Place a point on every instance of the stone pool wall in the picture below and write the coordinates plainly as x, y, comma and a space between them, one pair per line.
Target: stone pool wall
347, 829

...

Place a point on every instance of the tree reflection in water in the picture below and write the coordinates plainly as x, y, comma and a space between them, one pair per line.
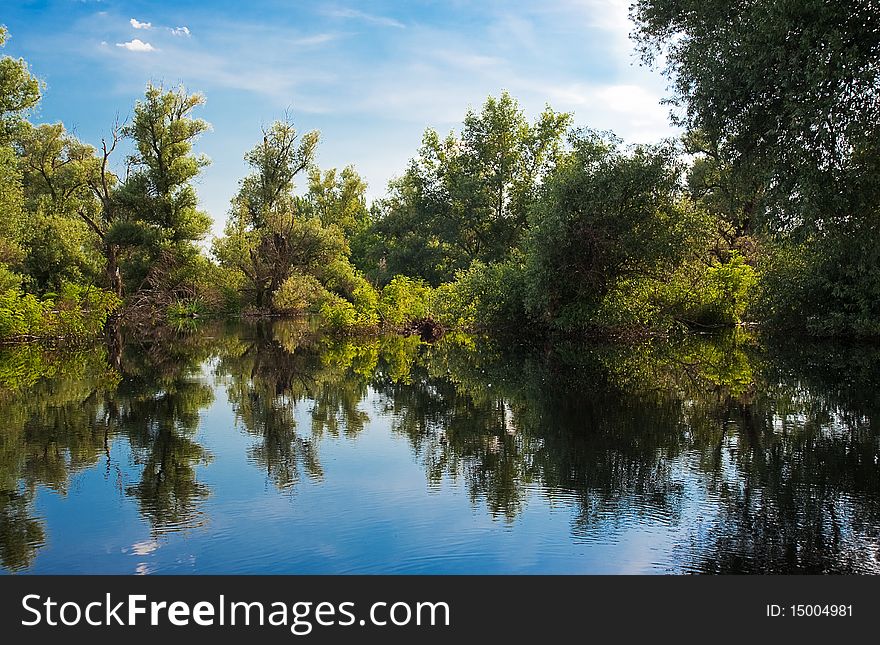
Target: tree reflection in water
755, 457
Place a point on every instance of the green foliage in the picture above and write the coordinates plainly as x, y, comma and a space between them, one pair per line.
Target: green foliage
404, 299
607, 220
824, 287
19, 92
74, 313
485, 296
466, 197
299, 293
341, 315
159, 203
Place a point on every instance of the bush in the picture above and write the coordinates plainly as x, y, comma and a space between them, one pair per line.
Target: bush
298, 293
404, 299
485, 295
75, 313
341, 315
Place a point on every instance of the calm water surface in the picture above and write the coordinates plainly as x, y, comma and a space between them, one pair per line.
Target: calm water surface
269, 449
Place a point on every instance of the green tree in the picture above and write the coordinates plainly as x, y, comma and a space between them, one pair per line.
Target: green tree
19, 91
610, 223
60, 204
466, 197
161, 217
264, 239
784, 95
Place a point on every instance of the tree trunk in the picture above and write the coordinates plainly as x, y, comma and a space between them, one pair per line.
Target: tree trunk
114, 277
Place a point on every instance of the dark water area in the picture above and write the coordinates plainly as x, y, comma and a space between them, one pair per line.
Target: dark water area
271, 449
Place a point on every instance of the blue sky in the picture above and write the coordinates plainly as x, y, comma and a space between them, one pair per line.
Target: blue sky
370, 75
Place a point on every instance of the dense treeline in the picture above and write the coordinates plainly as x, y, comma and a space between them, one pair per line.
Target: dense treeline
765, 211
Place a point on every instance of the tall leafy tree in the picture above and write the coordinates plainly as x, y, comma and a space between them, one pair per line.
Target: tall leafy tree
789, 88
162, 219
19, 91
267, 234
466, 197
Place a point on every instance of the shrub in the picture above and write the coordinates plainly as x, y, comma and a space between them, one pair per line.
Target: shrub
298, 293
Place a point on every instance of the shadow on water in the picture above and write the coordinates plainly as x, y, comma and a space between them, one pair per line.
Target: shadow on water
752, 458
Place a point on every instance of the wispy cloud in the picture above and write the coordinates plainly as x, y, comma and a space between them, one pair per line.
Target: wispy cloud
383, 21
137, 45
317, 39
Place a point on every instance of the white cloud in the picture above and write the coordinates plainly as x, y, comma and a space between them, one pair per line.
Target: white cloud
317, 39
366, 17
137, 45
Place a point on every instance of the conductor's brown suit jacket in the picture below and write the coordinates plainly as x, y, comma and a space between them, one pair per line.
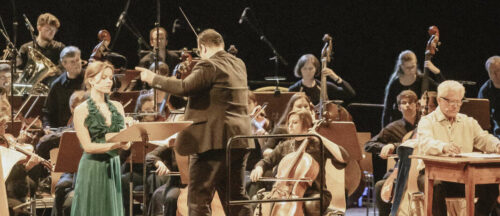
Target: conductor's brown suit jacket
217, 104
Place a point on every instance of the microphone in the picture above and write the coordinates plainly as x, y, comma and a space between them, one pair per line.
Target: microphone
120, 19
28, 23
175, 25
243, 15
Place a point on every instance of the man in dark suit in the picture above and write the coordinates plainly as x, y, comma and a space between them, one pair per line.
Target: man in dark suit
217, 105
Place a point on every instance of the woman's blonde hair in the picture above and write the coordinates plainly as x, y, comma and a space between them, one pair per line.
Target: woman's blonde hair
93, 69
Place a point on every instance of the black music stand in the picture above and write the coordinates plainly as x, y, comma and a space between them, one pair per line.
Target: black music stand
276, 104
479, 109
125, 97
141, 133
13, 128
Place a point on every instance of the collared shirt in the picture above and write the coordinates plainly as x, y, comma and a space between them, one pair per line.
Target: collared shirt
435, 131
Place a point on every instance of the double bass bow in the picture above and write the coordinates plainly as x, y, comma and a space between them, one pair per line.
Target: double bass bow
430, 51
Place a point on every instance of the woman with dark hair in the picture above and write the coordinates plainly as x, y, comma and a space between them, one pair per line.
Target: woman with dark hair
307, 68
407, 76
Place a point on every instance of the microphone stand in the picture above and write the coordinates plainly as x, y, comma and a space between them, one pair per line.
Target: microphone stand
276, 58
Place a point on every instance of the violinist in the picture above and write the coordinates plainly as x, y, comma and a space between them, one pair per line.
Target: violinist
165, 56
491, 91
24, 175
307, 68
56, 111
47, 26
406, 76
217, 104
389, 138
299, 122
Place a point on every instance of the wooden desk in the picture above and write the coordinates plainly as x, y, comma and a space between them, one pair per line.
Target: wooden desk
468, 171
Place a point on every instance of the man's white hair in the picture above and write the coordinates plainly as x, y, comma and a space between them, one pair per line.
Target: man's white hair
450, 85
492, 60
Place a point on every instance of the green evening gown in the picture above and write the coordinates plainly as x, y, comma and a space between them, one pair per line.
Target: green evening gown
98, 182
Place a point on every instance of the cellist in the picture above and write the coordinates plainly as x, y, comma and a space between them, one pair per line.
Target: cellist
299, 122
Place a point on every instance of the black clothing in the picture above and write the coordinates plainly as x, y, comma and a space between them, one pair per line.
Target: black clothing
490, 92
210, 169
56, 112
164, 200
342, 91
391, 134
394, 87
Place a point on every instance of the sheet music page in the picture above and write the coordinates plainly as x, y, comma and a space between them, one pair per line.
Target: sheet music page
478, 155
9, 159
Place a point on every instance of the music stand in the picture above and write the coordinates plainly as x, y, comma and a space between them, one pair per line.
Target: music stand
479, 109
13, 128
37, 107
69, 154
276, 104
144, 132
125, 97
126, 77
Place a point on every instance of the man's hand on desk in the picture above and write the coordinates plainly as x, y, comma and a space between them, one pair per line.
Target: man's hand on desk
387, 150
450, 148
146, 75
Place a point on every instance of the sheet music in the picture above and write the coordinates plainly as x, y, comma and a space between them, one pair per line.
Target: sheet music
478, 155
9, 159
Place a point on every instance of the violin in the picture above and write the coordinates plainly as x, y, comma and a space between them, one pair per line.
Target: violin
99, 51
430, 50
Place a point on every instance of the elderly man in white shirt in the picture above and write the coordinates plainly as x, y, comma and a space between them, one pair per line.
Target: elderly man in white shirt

▶ **WHAT YOU SHOULD DO**:
Report every line from the entries above that contains the string "stone", copying each one in full. Treat uppercase and lowercase as different.

▶ **CORRECT RESPONSE**:
Place a point on every instance of the stone pool wall in the picture below and write the coordinates plainly as x, y, comma and a space between them, one pair per line.
Target: stone pool wall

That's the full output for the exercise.